--- Start of SOURCE RECORDS ---
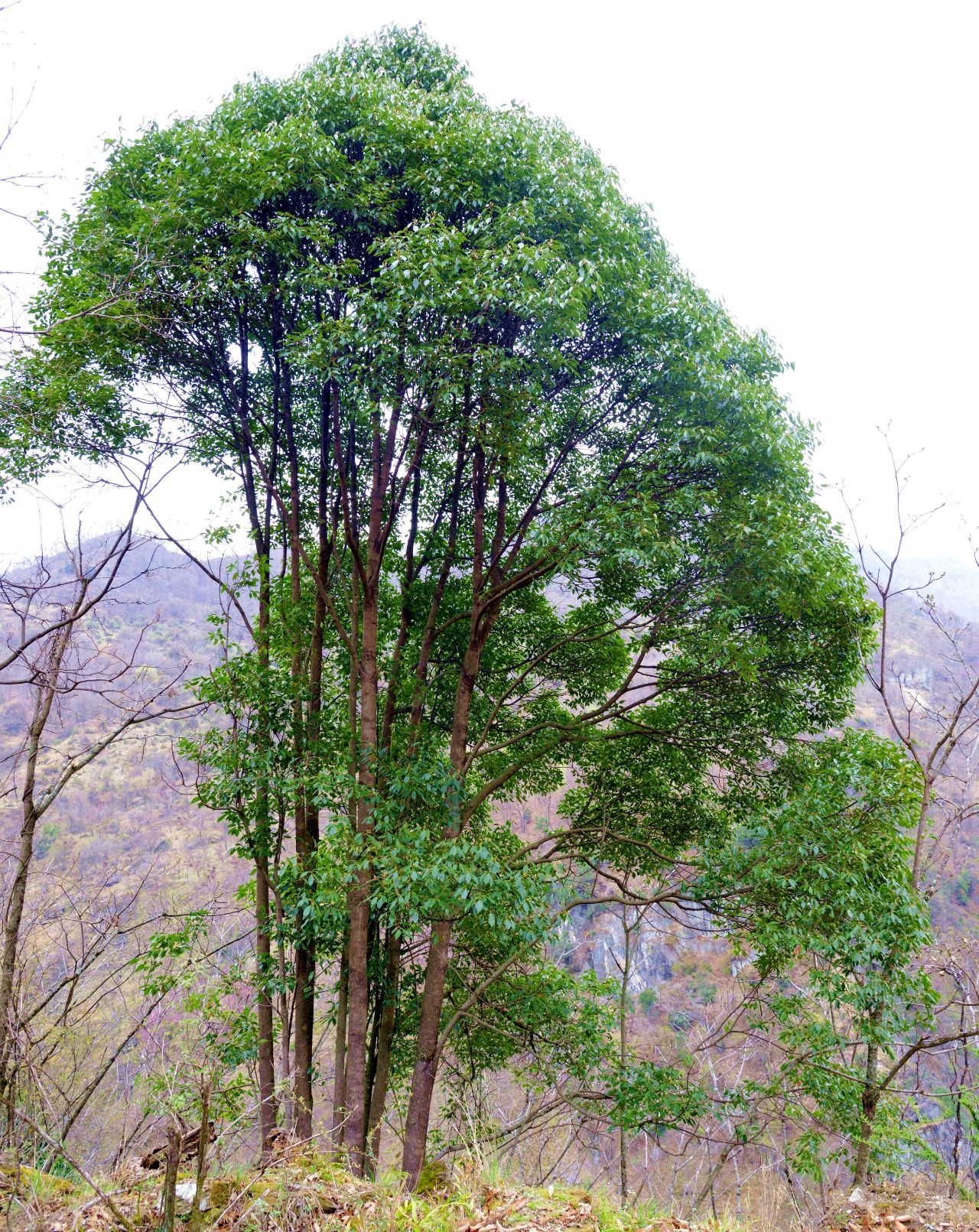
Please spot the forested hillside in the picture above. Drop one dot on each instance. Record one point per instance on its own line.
(547, 796)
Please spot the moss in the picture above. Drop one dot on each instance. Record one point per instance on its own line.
(434, 1177)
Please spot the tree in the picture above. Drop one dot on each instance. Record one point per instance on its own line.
(546, 493)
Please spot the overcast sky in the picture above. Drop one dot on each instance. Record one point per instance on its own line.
(811, 164)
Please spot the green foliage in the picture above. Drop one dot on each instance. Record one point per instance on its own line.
(647, 1000)
(818, 886)
(606, 497)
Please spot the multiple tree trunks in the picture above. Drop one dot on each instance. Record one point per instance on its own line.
(441, 393)
(189, 1143)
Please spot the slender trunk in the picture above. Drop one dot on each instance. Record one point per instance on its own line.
(44, 701)
(623, 1006)
(434, 990)
(870, 1099)
(264, 1006)
(285, 1018)
(426, 1056)
(369, 1086)
(385, 1039)
(262, 931)
(202, 1145)
(340, 1054)
(359, 986)
(169, 1198)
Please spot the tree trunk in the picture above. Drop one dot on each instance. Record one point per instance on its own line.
(870, 1099)
(340, 1054)
(264, 1006)
(426, 1058)
(385, 1039)
(44, 701)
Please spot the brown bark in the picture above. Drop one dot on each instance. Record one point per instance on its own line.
(385, 1039)
(268, 1113)
(44, 695)
(340, 1054)
(870, 1099)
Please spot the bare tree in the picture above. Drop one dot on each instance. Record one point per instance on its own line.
(80, 687)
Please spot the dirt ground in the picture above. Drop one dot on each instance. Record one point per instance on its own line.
(902, 1208)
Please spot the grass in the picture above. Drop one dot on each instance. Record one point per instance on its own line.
(304, 1191)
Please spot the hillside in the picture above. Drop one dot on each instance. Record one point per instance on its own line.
(127, 832)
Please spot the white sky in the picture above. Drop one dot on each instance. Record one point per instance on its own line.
(811, 164)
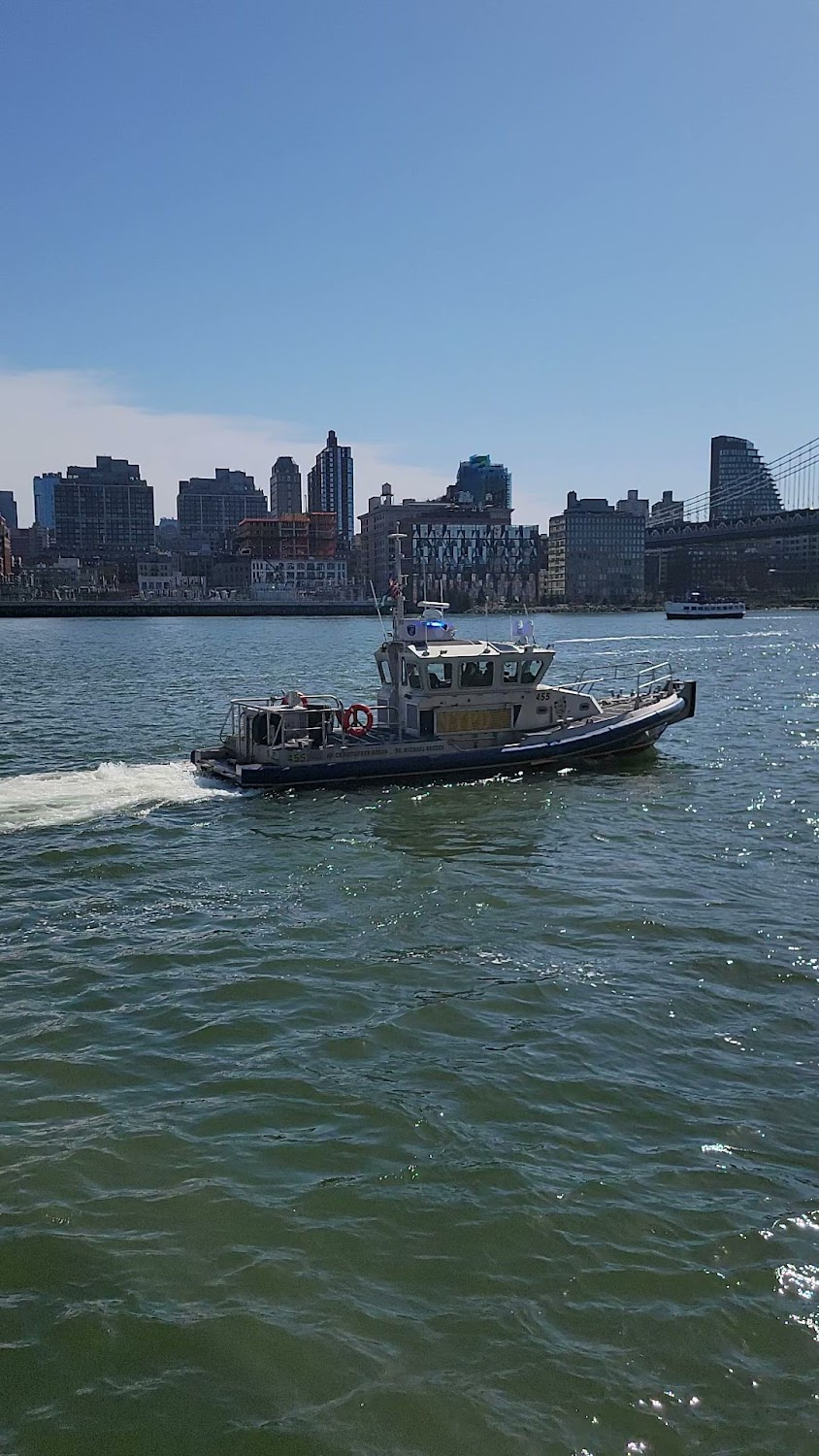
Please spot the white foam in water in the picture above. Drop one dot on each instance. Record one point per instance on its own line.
(49, 800)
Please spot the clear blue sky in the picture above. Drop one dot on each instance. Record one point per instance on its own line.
(580, 236)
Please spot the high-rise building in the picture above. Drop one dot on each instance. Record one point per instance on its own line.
(44, 500)
(668, 512)
(633, 506)
(480, 483)
(104, 507)
(740, 483)
(210, 509)
(285, 488)
(595, 553)
(9, 509)
(458, 552)
(5, 550)
(331, 486)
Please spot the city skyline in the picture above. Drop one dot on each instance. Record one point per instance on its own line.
(166, 445)
(568, 279)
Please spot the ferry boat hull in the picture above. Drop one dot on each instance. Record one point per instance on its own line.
(378, 757)
(697, 608)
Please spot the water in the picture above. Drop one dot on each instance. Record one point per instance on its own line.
(470, 1118)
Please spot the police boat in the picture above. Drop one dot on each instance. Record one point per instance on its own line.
(445, 707)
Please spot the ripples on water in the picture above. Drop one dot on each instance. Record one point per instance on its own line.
(417, 1120)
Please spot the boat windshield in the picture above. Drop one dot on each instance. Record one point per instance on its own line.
(475, 675)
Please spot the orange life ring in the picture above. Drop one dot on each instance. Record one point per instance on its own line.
(351, 724)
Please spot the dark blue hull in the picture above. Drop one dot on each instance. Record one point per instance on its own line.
(629, 734)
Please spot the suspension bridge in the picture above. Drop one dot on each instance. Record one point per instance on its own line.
(790, 483)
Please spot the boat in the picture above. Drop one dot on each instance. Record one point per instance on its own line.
(445, 708)
(697, 606)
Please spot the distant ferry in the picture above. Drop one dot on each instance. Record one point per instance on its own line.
(699, 605)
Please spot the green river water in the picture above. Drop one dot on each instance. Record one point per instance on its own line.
(458, 1118)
--- End of SOURCE RECORDS ---
WHAT IS NEEDED –
Copy every item above word for word, omitting the pictures.

FINISHED TASK –
Please spot the forested hillside in the picture above. Drop one dot on each instance. Record one point per instance on its own line.
(547, 796)
Please spot the moss in the picture above. Drop one dot on each instance. Record one point per instance on its own line.
(434, 1177)
Please spot the tree in the picture above. Drop one dot on each instance. Record one point per instance on its own line.
(546, 493)
Please spot the overcast sky in the picture above. Drop one dot on each instance. Record one point per instance on its own line.
(811, 164)
Please spot the green foliage in the picture above. Drop one dot on each instance. Record one point per instance on its own line.
(647, 1000)
(818, 886)
(606, 497)
Please spot the multiple tree trunks in the picture above. Drop one dot on each instance. Record one point per instance on its own line.
(441, 393)
(189, 1143)
Please spot the slender trunk in the picture above. Drop one dot on each instance. Record one point per instance on its own line.
(44, 701)
(623, 1006)
(434, 990)
(870, 1099)
(264, 1006)
(285, 1018)
(426, 1056)
(369, 1086)
(385, 1039)
(262, 931)
(202, 1145)
(340, 1054)
(359, 986)
(169, 1198)
Please spot the tree trunk in the picture above. Drop one dot on each instance. Record one point per instance on its own line.
(870, 1099)
(340, 1054)
(264, 1006)
(426, 1058)
(385, 1039)
(44, 701)
Please spot the brown bark in the picture above. Drop one dot on each instance. Record one point per instance on its own line.
(385, 1039)
(268, 1113)
(44, 695)
(340, 1054)
(870, 1099)
Please spot the bare tree in the picture above. Drop one dot on each instance. Record one point per instance on its own line.
(80, 687)
Please spot the dirt ground in the picture above. Drop one dot on each instance. Record one point per instance on its own line.
(902, 1208)
Please spot the grass in the picture above. Drop one dot on each instance. Record one point per instance on its own line.
(304, 1191)
Please spot the hillside in the picture above. Drop one dot on each instance. Record one point per instance on its own line.
(127, 832)
Please spot the white sky in the picture above. Drop one dot on each instance. Record one point per instance on its own line.
(811, 164)
Please spot the white foam in water in the picture above. Drop one dot on each instance. Record one point per instance on its own line.
(49, 800)
Please spot the clear blue sky in the picture above. Drop one dot on each instance. Record one point per instance on its own line.
(580, 236)
Please spot the high-rise building in the picture above. Drop one dot on each instance. Record one point per instance on its own line.
(44, 500)
(668, 512)
(633, 506)
(480, 483)
(104, 507)
(740, 483)
(210, 509)
(285, 488)
(595, 553)
(9, 509)
(458, 552)
(5, 550)
(331, 486)
Please spot the city skyline in the picture above. Drop one dot on each instance. Record one point per instance on its own line.
(166, 445)
(568, 279)
Please spot the ferry boat hull in the picture above. Drop one dot on each instance. Record one point per instance on its own line.
(378, 757)
(697, 608)
Please spot the water in the picture above. Drop one dot on each instance. Record one point per instance on its own line.
(470, 1118)
Please spot the police boat in the picture above. Drop one dot on each instance. Record one point per instance on its own line.
(445, 707)
Please spot the ripples on water in the picture above. Drop one dot on each instance. Record one point per instance on its own line.
(417, 1120)
Please spot the boat windshield in the picture above. Drop one dot on each instance. Record one point per instance on its own line.
(475, 675)
Please spot the orange life ring in the picture above. Drop one dot on each instance. Record one point per instance on its own line.
(351, 724)
Please spot the dark blue hull in the picture above. Drop one dot on each instance. Record one point per instance on its own line.
(629, 734)
Please spot the suspension bridge in the picture above. Drop one dot on each instance. Record one point per instance on its own line.
(790, 483)
Please spot the boat in the picture above. Drop one dot on each instance. Record one point per instance on its own line.
(445, 708)
(697, 606)
Please spot the distant ferry in the picture above. Drop one dot on each instance. Record one point per instance on its own line.
(699, 605)
Please spot the green river water in the picture above. Drop one dot on each instance. Record one point per instance on its own line.
(458, 1118)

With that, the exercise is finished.